PAGE TEXT =
▬▬▬▬▬▬▬▬▬▬
The teacher interviews regarding their expectations for the students learning in the UV revealed that they expected students to familiarise themselves with the UV as a learning space and to try out at least two of the stations offered to them. They also encouraged the students to reflect individually and collectively on their experiences at the stations, but this task was given less attention due to time constraints. If we look at the three metaphors of learning (acquisition, participation, and knowledge creation) and how they can help us to understand the UV as a learning space, we can recognise elements of all three metaphors in the ways the teachers expected and experienced students’ learning in the UV. For example, the acquisition metaphor could be recognised when the student teachers managed to test out the diverse tools and resources within the stations without being fully capable to start using the tools. For example, some students were reported by their teachers as being ‘puzzled’ about what to do at the station rather than doing what they were expected to do. Nonetheless, according to the teachers, most of the students learned how to use the tools and resources, practised them while at the station, and consequently gained some knowledge on what provides (technical) PDC for schoolteachers. The participation metaphor may serve as a good description for most of the students in that the UV setting enables social and epistemic practice. During their visit, few students had sufficient time to construct new resources for later use, yet some students that attended the podcast station managed to produce a podcast which they saved for later teaching purposes. Here we might interpret their activities in the UV as knowledge creation in that the students were able ‘to build or reconfigure work/learning spaces’ (Ellis & Goodyear, 2016, p. 8).
▬▬▬▬▬▬▬▬▬▬
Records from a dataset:

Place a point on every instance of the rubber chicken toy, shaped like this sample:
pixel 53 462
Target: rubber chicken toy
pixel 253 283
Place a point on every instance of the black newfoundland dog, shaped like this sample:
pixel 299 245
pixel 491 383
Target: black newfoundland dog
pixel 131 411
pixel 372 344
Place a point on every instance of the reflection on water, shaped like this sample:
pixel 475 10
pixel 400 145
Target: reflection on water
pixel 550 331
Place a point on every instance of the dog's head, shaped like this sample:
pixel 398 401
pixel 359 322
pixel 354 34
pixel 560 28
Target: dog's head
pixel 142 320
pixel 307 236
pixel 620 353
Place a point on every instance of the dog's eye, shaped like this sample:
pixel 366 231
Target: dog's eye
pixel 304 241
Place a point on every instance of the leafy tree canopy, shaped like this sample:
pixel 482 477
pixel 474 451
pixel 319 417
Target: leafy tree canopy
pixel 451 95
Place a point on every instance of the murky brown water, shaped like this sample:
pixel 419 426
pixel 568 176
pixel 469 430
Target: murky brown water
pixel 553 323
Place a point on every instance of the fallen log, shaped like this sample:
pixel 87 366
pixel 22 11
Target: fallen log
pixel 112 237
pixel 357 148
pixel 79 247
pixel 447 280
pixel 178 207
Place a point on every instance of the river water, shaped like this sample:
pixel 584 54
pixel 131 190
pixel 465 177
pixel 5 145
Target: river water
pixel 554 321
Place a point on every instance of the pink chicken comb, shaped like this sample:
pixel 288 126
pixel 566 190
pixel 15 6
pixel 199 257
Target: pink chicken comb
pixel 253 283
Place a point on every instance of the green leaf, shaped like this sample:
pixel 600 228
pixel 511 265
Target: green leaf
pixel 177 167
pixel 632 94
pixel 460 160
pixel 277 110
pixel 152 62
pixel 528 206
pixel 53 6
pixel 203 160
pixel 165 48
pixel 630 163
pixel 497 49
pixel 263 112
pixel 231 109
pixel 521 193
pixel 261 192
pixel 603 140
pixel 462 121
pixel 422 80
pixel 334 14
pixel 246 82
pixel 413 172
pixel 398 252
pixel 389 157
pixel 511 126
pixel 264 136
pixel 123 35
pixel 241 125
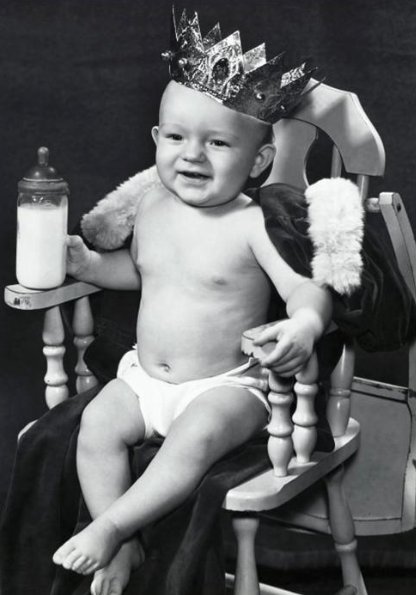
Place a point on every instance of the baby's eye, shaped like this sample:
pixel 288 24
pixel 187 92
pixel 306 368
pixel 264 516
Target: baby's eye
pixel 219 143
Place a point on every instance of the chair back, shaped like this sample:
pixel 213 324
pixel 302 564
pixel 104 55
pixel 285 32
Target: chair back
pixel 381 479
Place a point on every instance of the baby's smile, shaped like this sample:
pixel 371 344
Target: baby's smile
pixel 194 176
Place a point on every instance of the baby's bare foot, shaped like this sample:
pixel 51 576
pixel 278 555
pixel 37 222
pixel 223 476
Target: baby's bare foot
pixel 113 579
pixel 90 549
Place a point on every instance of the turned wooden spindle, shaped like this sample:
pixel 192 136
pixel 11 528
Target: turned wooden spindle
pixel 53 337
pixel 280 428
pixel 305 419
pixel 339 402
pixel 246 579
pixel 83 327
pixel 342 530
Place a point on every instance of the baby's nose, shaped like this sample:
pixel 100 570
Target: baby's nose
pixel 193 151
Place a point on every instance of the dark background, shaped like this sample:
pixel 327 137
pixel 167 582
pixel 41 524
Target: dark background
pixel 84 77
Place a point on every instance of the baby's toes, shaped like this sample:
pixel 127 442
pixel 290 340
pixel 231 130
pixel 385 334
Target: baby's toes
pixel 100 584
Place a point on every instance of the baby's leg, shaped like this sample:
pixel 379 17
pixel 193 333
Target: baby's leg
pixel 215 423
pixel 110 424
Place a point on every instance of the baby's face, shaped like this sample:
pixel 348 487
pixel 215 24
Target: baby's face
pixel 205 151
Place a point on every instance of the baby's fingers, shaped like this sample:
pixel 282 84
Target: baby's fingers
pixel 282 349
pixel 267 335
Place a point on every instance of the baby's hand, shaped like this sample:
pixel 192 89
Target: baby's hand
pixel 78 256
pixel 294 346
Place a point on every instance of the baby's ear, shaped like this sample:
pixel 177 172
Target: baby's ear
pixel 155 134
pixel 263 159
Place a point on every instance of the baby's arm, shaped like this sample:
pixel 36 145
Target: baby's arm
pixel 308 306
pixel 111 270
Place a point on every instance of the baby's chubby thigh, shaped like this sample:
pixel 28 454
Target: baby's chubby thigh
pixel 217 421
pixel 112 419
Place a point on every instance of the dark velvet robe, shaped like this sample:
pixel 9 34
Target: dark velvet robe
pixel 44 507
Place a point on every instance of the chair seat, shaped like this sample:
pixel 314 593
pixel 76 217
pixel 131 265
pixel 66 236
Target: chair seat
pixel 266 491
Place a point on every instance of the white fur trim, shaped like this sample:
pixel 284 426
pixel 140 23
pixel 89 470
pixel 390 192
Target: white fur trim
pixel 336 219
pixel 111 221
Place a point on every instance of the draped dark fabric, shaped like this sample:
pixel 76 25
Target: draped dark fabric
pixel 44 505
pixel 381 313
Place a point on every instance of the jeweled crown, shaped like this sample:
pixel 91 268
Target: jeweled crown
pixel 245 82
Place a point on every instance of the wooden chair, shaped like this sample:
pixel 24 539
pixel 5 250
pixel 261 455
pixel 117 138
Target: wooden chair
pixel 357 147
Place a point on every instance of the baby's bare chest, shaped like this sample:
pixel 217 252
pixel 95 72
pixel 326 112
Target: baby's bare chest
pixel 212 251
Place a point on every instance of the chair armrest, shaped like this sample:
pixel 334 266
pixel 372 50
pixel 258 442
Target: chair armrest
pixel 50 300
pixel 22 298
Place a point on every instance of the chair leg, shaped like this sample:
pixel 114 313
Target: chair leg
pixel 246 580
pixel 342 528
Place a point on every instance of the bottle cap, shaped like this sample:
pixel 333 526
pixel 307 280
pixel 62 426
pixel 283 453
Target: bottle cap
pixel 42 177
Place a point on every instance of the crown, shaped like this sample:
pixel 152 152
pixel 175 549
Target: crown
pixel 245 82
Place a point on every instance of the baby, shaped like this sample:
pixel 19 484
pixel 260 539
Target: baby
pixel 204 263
▬▬▬▬▬▬▬▬▬▬
PROMPT 1 =
Rewrite the paragraph beginning "The teacher interviews regarding their expectations" from the text on learning in the UV as a short bulleted list that keeps its main facts.
PROMPT 2 =
Using the text on learning in the UV, decide whether each statement agrees with it. Answer yes or no, and quote the deciding words.
(a) Teachers expected students to try out at least two stations.
(b) Reflection on station experiences received full attention.
(c) Many students had enough time to construct new resources for later use.
PROMPT 3 =
List all the metaphors of learning named in the text on learning in the UV.

TASK RESPONSE 1 =
- Teachers expected students to get familiar with the UV as a learning space and to try at least two stations.
- Teachers also encouraged individual and collective reflection on the station experiences, but time constraints meant this got less attention.
- All three learning metaphors (acquisition, participation, knowledge creation) can be seen in how teachers expected and experienced students' learning in the UV.
- Acquisition: students tested the tools and resources at the stations without being fully able to use them. Some students were reported as "puzzled." Most still learned and practiced the tools and gained some knowledge of technical PDC for schoolteachers.
- Participation: this describes most students well, since the UV setting enables social and epistemic practice.
- Knowledge creation: few students had time to build new resources. Some at the podcast station produced a podcast and saved it for later teaching, which fits building or reconfiguring work/learning spaces (Ellis & Goodyear, 2016).

TASK RESPONSE 2 =
(a) Yes: "to try out at least two of the stations offered to them"
(b) No: "this task was given less attention due to time constraints"
(c) No: "few students had sufficient time to construct new resources for later use"

TASK RESPONSE 3 =
- acquisition
- participation
- knowledge creation